> _Problem statement_:
Line by line, retype the whole listing exactly.
═════ The input
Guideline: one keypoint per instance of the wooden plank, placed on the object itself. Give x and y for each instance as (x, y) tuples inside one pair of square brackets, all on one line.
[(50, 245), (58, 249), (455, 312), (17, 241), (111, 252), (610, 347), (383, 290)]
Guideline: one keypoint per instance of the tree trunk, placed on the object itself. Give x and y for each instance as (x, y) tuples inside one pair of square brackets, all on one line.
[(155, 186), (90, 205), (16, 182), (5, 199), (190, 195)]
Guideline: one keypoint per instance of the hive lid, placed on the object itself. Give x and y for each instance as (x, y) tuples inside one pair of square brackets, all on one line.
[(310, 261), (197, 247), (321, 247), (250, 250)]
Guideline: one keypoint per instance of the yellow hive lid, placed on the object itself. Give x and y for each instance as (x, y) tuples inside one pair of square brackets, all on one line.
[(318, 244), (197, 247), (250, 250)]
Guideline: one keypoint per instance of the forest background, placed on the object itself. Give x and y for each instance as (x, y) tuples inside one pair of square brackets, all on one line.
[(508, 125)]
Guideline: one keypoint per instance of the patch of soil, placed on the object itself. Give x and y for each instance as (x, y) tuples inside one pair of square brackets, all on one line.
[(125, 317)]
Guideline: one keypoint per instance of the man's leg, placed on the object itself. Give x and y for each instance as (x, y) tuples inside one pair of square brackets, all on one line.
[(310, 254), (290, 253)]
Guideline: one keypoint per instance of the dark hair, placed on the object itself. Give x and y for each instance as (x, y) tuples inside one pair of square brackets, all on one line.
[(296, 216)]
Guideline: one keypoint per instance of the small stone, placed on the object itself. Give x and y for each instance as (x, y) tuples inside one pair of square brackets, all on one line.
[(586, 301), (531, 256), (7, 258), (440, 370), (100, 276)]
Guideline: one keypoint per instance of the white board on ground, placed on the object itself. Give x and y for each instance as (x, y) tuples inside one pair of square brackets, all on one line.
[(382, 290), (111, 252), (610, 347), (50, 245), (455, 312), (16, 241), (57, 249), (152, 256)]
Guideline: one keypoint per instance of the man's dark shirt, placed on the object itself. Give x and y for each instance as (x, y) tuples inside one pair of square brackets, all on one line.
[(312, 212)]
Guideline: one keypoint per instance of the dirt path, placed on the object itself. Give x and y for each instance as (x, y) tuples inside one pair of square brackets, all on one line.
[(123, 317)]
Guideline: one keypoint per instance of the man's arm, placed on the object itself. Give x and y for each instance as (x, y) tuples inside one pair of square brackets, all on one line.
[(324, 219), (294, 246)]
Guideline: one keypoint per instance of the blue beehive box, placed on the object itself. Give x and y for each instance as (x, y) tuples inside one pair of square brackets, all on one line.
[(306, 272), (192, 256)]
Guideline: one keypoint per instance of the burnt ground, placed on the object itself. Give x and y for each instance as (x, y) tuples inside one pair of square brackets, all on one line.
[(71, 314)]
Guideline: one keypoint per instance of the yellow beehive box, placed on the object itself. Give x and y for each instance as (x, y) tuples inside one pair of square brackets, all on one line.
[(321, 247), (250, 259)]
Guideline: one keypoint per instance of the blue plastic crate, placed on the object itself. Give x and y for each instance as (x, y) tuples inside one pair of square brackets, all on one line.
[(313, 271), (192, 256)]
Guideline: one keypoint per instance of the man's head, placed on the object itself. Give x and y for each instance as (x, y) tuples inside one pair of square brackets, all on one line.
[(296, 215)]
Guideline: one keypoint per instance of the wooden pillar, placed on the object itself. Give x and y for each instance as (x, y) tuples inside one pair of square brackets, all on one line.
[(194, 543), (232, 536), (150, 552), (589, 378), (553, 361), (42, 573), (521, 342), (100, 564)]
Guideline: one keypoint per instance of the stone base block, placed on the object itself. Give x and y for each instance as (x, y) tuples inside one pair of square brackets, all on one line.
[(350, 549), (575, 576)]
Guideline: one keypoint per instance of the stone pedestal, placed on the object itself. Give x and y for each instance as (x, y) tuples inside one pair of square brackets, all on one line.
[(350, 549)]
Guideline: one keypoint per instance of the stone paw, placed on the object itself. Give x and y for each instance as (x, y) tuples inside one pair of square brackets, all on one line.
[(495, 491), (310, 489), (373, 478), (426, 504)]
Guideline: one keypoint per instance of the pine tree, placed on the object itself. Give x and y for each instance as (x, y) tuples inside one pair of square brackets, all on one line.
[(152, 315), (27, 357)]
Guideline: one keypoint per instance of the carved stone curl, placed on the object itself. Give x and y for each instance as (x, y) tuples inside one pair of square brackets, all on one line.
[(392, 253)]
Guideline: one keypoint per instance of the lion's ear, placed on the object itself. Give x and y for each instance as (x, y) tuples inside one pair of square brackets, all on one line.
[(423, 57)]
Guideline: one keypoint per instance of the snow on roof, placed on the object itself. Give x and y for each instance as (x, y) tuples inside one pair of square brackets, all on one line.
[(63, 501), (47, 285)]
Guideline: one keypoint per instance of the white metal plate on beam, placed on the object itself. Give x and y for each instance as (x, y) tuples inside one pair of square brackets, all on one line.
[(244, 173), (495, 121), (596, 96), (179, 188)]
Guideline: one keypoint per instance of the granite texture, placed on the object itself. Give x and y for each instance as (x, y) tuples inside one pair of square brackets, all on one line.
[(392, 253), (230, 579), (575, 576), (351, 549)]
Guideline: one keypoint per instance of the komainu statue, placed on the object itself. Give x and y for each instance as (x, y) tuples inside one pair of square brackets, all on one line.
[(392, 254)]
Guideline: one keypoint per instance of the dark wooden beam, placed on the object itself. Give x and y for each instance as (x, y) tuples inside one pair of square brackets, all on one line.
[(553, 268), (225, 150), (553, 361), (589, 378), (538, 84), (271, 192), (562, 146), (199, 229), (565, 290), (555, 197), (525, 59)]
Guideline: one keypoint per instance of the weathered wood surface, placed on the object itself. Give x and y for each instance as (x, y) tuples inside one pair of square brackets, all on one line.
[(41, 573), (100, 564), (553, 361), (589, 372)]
══════════
> _Output below_:
Guideline: one keypoint per instance of the wooden plank, placed on the object itself. Give x and y for each instance as (x, y) tuples inside one pair of square brackets, all on one line.
[(50, 245), (58, 249), (455, 312), (17, 241), (111, 252), (610, 347), (383, 290)]
Guideline: one keypoint per instance of the tree trunk, placed on the object itself. Give x and y for each instance as (x, y) tuples inside one pair of square brackets, all on one line.
[(155, 186), (90, 205), (16, 182), (5, 199), (190, 195)]
Guideline: one keypoint per instance of the hive lid, placed on the object itself. Give x and y for each instance as (x, y) tuples inside one pair of square brackets, all on one line.
[(310, 261), (197, 247), (321, 247), (250, 250)]
Guideline: one keypoint per instance of the yellow hive lid, placed on the object itself. Give x and y for each instance as (x, y) tuples inside one pair of square brackets, all on one line.
[(318, 244), (197, 247), (250, 250)]
Guideline: one keypoint per instance of the forest background, placed on the object itself. Give x and y for each instance as (x, y) tuples inside one pair of square brackets, all on one line.
[(508, 125)]
Guideline: one keypoint per instance of the patch of soil, placed on the object itself. Give x and y for each instance as (x, y) tuples inside one pair of square brackets, all on one line.
[(125, 317)]
Guideline: one keypoint per instance of the man's leg, placed on the object itself. Give x and y for each instance as (x, y) tuples inside one pair of square brackets, all on one line.
[(310, 254), (290, 253)]
Guideline: one keypoint per instance of the dark hair, placed on the object itself. Give x and y for each instance as (x, y) tuples inside one pair of square brackets, all on one line.
[(296, 216)]
Guideline: one keypoint per instance of the small stone, placed on the object itself. Give x and y for each instance as (x, y) tuples inside one pair of square brackets, all on one line.
[(586, 301), (531, 256), (7, 258), (440, 370), (100, 276)]
Guideline: one keypoint per instance of the white board on ground, placed on the object itself. Give x and y for each instance as (x, y) tuples inside one pair of square brackets, all on one line.
[(382, 290), (111, 252), (610, 347), (50, 245), (455, 312), (16, 241), (57, 249), (152, 256)]
Guideline: one keypoint per instance of the man's dark shirt, placed on the object itself. Give x and y for each instance as (x, y) tuples inside one pair of square brackets, all on one line.
[(312, 212)]
Guideline: one keypoint per instance of the dirt path, placed on the object itself. Give x and y for each instance as (x, y) tuples inside one pair of square brackets, all on one line.
[(123, 317)]
Guideline: one keypoint per instance of the man's arm, placed on the object itself. Give x and y for each instance as (x, y) tuples inside one pair of square brackets, all on one line.
[(324, 219), (294, 246)]
Guideline: one keypoint per instance of the blue beehive box, placed on the object itself. Give x and y for each instance as (x, y) tuples inside one pair of square brackets, all on one line.
[(306, 272), (192, 256)]
Guideline: one keypoint per instance of the burnt ground, placed on the object itself. Give x and y for each instance as (x, y) tuples inside one pair of square brackets, all on one line.
[(71, 314)]
Guideline: one keypoint per instance of the yellow beehive box, placed on the object itself. Give x and y for each instance as (x, y) tuples inside one pair of square brackets, all on one line.
[(321, 247), (250, 259)]
Guideline: one keypoint per instance of the blue plastic crate, placed on the object itself. Give x and y for each instance as (x, y) tuples inside one pair of square brackets, all on one line.
[(313, 271), (192, 256)]
Guideline: one keypoint per instance of the man's head, placed on the object itself. Give x and y for each instance as (x, y) tuples inside one pair of square brackets, all on one line.
[(296, 215)]
Guideline: one keypoint per instance of the wooden pillar, placed on the object itself. Give x and y for each instance as (x, y) tuples inside one pair of square brackets, all on one line.
[(194, 543), (232, 536), (150, 552), (589, 378), (553, 361), (42, 573), (521, 342), (100, 564)]
Guideline: one keypoint per instance of the stone base block, placed on the object itself. Give x and y for each instance as (x, y) tuples inside one pair of square brackets, all on one line.
[(350, 549), (575, 576)]
Guideline: one keypoint per instance of the stone pedestal, placed on the object itself. Give x and y for each instance as (x, y) tuples inside one pair of square brackets, all on one line.
[(350, 549)]
Guideline: one keypoint per instance of the stone paw, placed on the object itself. Give x and y for each instance as (x, y) tuples inside one pair of square brackets, all on one line.
[(495, 491), (310, 489), (373, 478), (426, 504)]
Guideline: one keypoint per instance of the pine tree, placed on the object itself. Give x and y for each instance as (x, y) tuples inside one pair of square brackets, all on one line.
[(152, 315), (27, 357)]
Guideline: one keypoint per instance of the carved stone curl, placed on the object itself. Give x and y for each instance as (x, y) tuples inside one pair of square brackets, all on one line.
[(392, 253)]
Guideline: one keypoint per instance of the lion's ear, placed on the object itself. Give x and y for each instance as (x, y) tuples inside one pair of square brackets, all on one line.
[(423, 57)]
Guideline: one keypoint per instance of the snow on roof, placed on the object itself. Give x and y for each instance as (x, y) tuples inside one pair of square brackets, all on one line.
[(63, 501), (47, 285)]
Guideline: one keypoint per instance of the white metal plate on beam, placed on the object itself. Give x and y for each instance as (x, y) tuples inside one pair of square brackets, all on one line.
[(244, 173), (495, 121), (596, 96), (179, 188)]
Guideline: one keypoint per instance of the granite texture, placed on the object itself. Give x and y for each instance as (x, y) tuples inside one pair of square brackets, all on one line.
[(392, 253), (230, 579), (575, 576), (351, 549)]
Guideline: one keypoint per instance of the komainu statue, placed on the object itself. Give x and y for each instance as (x, y) tuples inside one pair of square brackets, all on one line.
[(392, 254)]
Guideline: one keypoint per instance of the dark wooden beam, placed on the object itself. Give x and y for each instance as (x, y) tuples inside one pair of square brackets, all on one line.
[(553, 268), (225, 150), (553, 361), (589, 378), (538, 84), (271, 192), (562, 146), (199, 229), (565, 290), (555, 197), (525, 59)]
Guideline: one keypoint per instance of the weathered wood surface, placed on the object itself. Give x and y for each instance as (x, y) tuples inside one pair of square brackets, all on one line.
[(41, 573), (100, 564), (553, 361), (589, 372)]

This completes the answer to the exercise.